** SELECTED PASSAGE **
━━━━━━━━━━

HENGYANG, China (AP) — Dr. Chen Yuna had just eaten her lunch and was seated at her desk updating patients’ medical records when a masked man entered her office. He pulled out a dagger and stabbed her 28 times in her neck, chest, stomach and elsewhere. Then he left her to die in a pool of blood.
He knew the hospital well enough to slip out easily: Before he became Chen’s killer, the man had been her patient.
Chen’s murder in central Hunan province is one of thousands of violent attacks in recent years by patients that have crystallized public discontent with China’s health care system, the largest in the world.
Despite an injection of more than $240 billion in government funding into health care over the past three years, the doctor-patient relationship has continued to break down. Doctors are overworked and underpaid, and many push drug sales or charge extra for services such as deliveries to make more money. Patients are faced with high medical expenses, brief consultations and often poor quality care.
The government’s attempts to fix the system may even have made some things worse. Its rapid expansion of insurance coverage means that more patients can pay for health services, which are mostly provided by public hospitals. But even as demand has gone up, doctors and funding are still in short supply. Hospitals are often scenes of disarray, with beds overflowing out of wards into corridors and shouting matches between patients and medical staff.
The anger built up over years is now exploding into violence, with doctors, nurses and interns around the country stabbed, punched or otherwise assaulted by patients or their relatives over the past year. A few have died. Although official data is unavailable, state media reports say there were more than 17,000 “violent incidents” at health care facilities nationwide in 2010, a 70 percent increase from 2004.
In a top Beijing hospital in September last year, a 54-year-old cancer patient stabbed a doctor 17 times after a dispute. In the northeastern city of Harbin in March, a 17-year-old patient with a spinal disease attacked doctors with a fruit knife, leading to the death of an intern. One month later in Beijing, a man identified as a patient stabbed two doctors.

━━━━━━━━━━

** AVAILABLE DATA **
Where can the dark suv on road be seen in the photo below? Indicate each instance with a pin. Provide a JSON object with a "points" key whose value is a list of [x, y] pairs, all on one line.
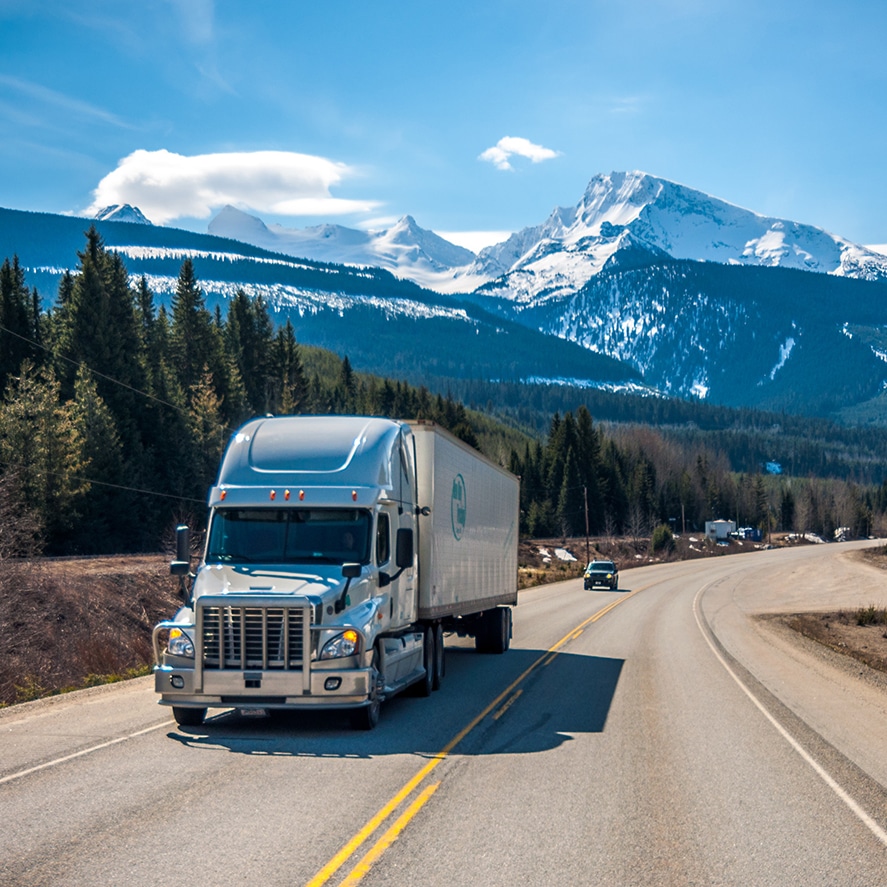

━━━━━━━━━━

** EXERCISE GOAL **
Can you pick up the news story about patients attacking doctors in China and continue it from its last sentence, the one about two doctors stabbed in Beijing?

** EXPECTED ANSWER **
“China’s doctors are in crisis,” the British medical journal Lancet said in a May editorial urging a government inquiry into the spate of violence and solutions to ending it.
The story of Chen’s murder is told through interviews with Chen’s husband, her co-workers, a patient and police, and supported by photos and reports from the local health bureau and state media. The alleged assailant’s family could not be reached despite numerous attempts; very little is publicly known about him. He has been charged with murder.
Chen grew up surrounded by the medical profession. As a child in the late 1970s, she lived on a hospital compound with her parents, who both worked as doctors. Many of her relatives were also doctors.
Around her, however, the world of Chinese health care was changing.
When the Communist Party took control in 1949, it created a centrally planned medical system that ran large facilities in cities and deployed barefoot doctors into the countryside to vaccinate children and promote hygiene. But by the early 1980s, free-market reforms were virtually dismantling the health care system.
The government cut funding to hospitals. They were allowed to make hefty profits from new drugs and technologies instead, and doctors’ bonuses were tied to these revenues. So doctors had an incentive to sell more drugs and tests even if they weren’t needed, and expenses skyrocketed.
Chen graduated in medicine from a local university in 2001 and joined her father at the Hengyang No. 3 People’s Hospital. She kept journals with detailed medical notes about her patients and a Chinese-to-English glossary of medication names in the back.
Chen specialized in tuberculosis because most of her patients suffered from it — including the man who would later kill her.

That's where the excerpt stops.